What’s different about the Fair Share Trust?

Fair Share Trust is different from other funding programmes because…

1. It’s about local empowerment through local panels

By involving local people throughout the processes FST is showing that community led regeneration through local decision making panels works and is achieving a real sense of:

  • Local community ownership, buy-in, and empowerment, or in the words of a FST panel member in Northern Ireland “it doesn’t feel like lottery money.” This is a clear indication that local people really feel that FST funding is theirs – for them to prioritise, decide on and monitor the funding, which is one of the main things FST set out to achieve.
  • Involving people who have not previously been included in decision making affecting their neighbourhood - “letting people use their existing skills and expertise to best effect,”
  • Accountability and transparency to rival some of the most robust paper-only monitoring systems – funding is getting down to grassroots and being checked not only by Local Agents but also by Local Panels. As one panel member from Rotherham put it on a recent visit by the Protector:  “Having a group like this [panel] means you know the money’s being spent in the right area and not frittered away.”

2. It relies on locally based, independent grant making bodies – Community Foundations and other local partners – to deliver the grants.

These local facilitators are committed locally but sufficiently objective. Delegation to a local level means there is a strong local funding presence, offered by Community Foundations and other CFN identified local delivery partners. The Local Agents play a key role because they are: cause/approach neutral; technically competent grant makers; sympathetic to the values of FST; locally committed and engaged but sufficiently outside the specifics of community politics to be objective facilitators.
..........
• _Exercise goal_
Reproduce the Fair Share Trust text starting at "What’s different about" and ending at "out to achieve.", changing "lottery money" to "grant money". Rely solely on the text above for what comes next.

• _The data_
..........
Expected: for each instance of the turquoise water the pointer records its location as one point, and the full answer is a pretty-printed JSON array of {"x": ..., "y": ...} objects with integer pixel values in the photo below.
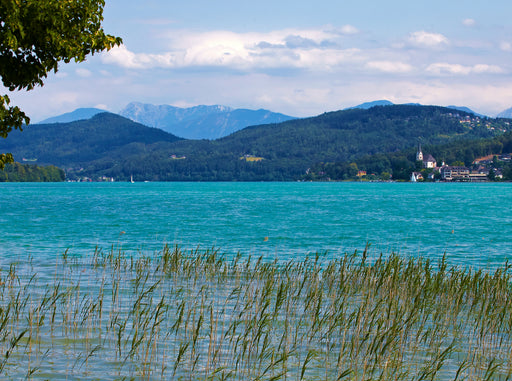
[{"x": 471, "y": 223}]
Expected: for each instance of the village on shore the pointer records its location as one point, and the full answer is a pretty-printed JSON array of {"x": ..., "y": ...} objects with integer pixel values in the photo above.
[{"x": 482, "y": 169}]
..........
• _Response to the task_
What’s different about the Fair Share Trust?

Fair Share Trust is different from other funding programmes because…

1. It’s about local empowerment through local panels

By involving local people throughout the processes FST is showing that community led regeneration through local decision making panels works and is achieving a real sense of:

  • Local community ownership, buy-in, and empowerment, or in the words of a FST panel member in Northern Ireland “it doesn’t feel like grant money.” This is a clear indication that local people really feel that FST funding is theirs – for them to prioritise, decide on and monitor the funding, which is one of the main things FST set out to achieve.